*** Source document ***

Jessamine teacher featured in mask awareness campaign

A Jessamine County teacher. A Louisville man who just learned he has brain cancer. A Glasgow family physician. A restaurant owner and a firefighter with a young child.

All are wearing masks to help prevent the spread of COVID-19, and asking Kentuckians to do the same in a new campaign launched last week by the Foundation for a Healthy Kentucky, the Kentucky Medical Association and the Kentucky Foundation for Medical Care.

The ‘Wear It For Me’ campaign includes social media graphics as well as two public service announcements that the Foundation and KMA will be asking television, cable and radio stations around the state to run.

The campaign features residents of the commonwealth sharing their personal reasons for urging all Kentuckians to follow public health advice to wear a mask in public indoor spaces and when they cannot maintain a six-foot distance from persons who don’t live in their own households.

“We can’t know the stories of every person we come near at the grocery store or anyplace else where we have to go inside,” Ben Chandler, president and CEO of the Foundation, said. “But we can infect them with the coronavirus without ever knowing we have it, either because we don’t have symptoms or the symptoms just haven’t started yet. Wearing a mask over both the nose and mouth and staying six feet apart in public is the fastest way we can get back to some kind of normal, where fewer Kentuckians get sick, fewer Kentuckians die, and fewer Kentucky businesses close again-either short-term or forever.”

*** End of Source document ***
*** Data section ***

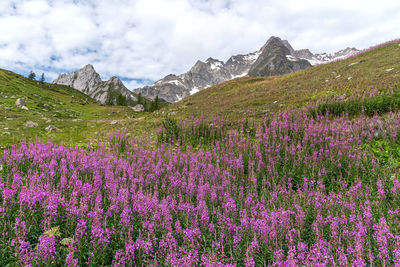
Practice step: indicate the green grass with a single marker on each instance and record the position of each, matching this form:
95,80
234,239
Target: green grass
79,118
233,98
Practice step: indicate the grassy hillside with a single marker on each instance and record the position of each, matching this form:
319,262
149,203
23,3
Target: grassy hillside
63,107
78,118
303,187
379,67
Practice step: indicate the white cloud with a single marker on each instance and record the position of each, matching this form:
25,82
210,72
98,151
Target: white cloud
148,39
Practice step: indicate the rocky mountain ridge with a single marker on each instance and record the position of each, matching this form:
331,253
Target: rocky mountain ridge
88,81
275,57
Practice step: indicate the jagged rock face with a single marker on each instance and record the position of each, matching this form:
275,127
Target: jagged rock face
322,58
88,81
276,59
173,88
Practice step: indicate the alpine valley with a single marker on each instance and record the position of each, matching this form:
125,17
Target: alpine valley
275,57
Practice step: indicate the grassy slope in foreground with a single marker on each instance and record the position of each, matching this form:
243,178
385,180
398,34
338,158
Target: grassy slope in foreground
379,67
57,105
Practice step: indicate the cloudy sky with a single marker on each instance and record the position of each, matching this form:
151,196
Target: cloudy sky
141,41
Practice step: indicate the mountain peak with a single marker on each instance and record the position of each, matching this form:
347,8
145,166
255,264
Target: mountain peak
88,81
275,57
88,67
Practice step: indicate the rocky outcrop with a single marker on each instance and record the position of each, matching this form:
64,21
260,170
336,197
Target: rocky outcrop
173,88
88,81
276,57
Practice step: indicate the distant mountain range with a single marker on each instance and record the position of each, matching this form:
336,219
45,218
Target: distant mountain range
88,81
275,57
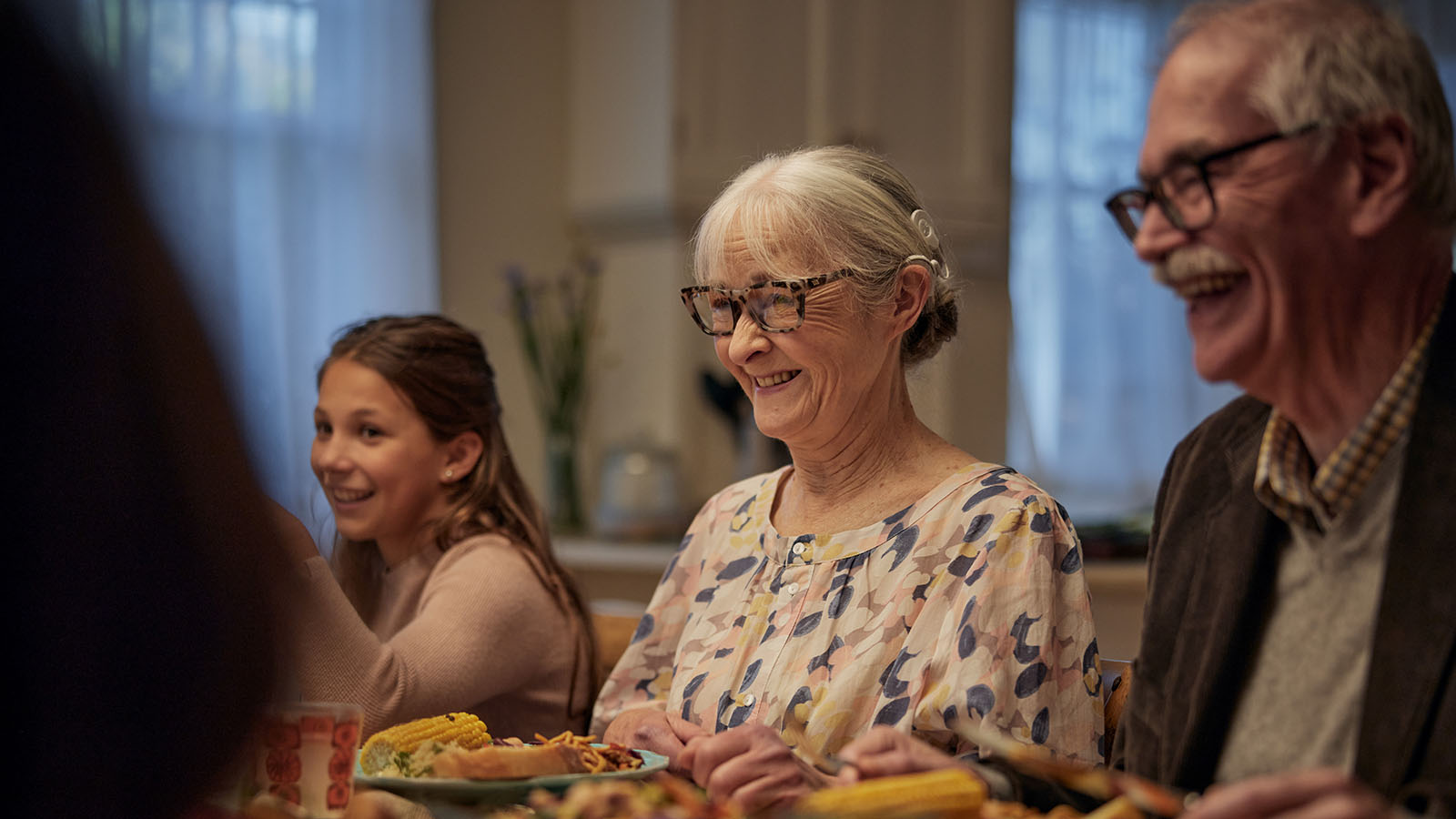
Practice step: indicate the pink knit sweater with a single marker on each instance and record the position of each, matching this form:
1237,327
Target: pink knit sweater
470,629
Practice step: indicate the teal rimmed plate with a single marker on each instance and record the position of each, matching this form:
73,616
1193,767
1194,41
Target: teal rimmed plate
497,792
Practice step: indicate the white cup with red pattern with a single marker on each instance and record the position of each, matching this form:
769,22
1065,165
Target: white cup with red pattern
306,755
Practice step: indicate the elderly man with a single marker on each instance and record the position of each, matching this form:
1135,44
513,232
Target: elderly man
1299,636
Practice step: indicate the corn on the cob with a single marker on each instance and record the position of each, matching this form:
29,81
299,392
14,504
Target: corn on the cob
948,793
463,729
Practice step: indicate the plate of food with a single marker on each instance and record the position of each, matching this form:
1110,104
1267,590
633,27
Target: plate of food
453,758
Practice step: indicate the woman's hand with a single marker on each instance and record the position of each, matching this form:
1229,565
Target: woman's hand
1322,792
750,765
650,729
295,537
887,753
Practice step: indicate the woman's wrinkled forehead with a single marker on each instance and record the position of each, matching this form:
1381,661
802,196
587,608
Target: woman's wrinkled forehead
746,257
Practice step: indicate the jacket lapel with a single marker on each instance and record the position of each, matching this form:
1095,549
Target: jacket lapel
1234,584
1416,629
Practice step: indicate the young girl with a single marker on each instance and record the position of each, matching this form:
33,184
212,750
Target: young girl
444,593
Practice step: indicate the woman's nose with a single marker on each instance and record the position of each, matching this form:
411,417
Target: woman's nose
747,339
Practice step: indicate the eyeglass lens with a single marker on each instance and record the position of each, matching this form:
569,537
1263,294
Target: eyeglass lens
1183,194
772,307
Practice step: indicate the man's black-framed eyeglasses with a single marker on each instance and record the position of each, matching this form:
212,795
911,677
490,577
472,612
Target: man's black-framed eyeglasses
1183,191
776,307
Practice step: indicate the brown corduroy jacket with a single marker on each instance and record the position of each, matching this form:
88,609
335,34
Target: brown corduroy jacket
1212,566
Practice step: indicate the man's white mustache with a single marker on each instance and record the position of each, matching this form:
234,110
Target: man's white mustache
1187,263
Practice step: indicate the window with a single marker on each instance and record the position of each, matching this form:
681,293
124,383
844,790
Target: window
288,152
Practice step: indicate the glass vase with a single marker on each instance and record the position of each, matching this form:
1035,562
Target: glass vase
562,486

*** End of Data section ***

• _Things to do_:
1/ Summarize the article on the "Wear It For Me" mask campaign in two sentences.
2/ Write the next part of the article on the "Wear It For Me" mask campaign, picking up after its final paragraph.

• _Answers for this exercise_:
1/ The Foundation for a Healthy Kentucky, the Kentucky Medical Association and the Kentucky Foundation for Medical Care launched the "Wear It For Me" campaign, in which residents of the commonwealth, including a Jessamine County teacher, wear masks and share their personal reasons for urging all Kentuckians to do the same. The campaign includes social media graphics and two public service announcements, and Ben Chandler, president and CEO of the Foundation, said that wearing a mask and staying six feet apart in public is the fastest way to get back to some kind of normal.

2/
KMA President R. Brent Wright, M.D., who appears in the PSAs, said, “Wearing a mask and keeping a safe distance is about protecting those around you who may be at risk for severe complications from COVID-19, or who live with someone who is vulnerable. Moreover, as the research has evolved, we’ve learned that masks also reduce the wearer’s chances of contracting COVID-19 by as much as 65 percent.”

Kentucky residents who appear in the ‘Wear It For Me’ campaign are:

— Mallory Brown, who teaches high-school students in the Jessamine Career and Technology Center in Nicholasville;

— Ben Smith of Louisville, who learned he had a cancerous brain tumor in June, underwent surgery a few weeks later, and is now enduring daily chemotherapy and radiation;

— Dallas McGarity, a chef who owns The Fat Lamb in Louisville and Portage House in Jeffersonville, Indiana, and who won the Food Network’s program “Chopped” in 2019;

— Michael Branch, the first Louisville firefighter to contract COVID-19, is married to a physician and they are the parents of an infant girl; and

— Dr. Wright, in addition to serving as KMA president, practices medicine at the TJ Samson Family Medicine Center in Glasgow, serves as associate dean for rural health innovation at the University of Louisville School of Medicine, and also is chair of the foundation’s board.

The campaign will run through August.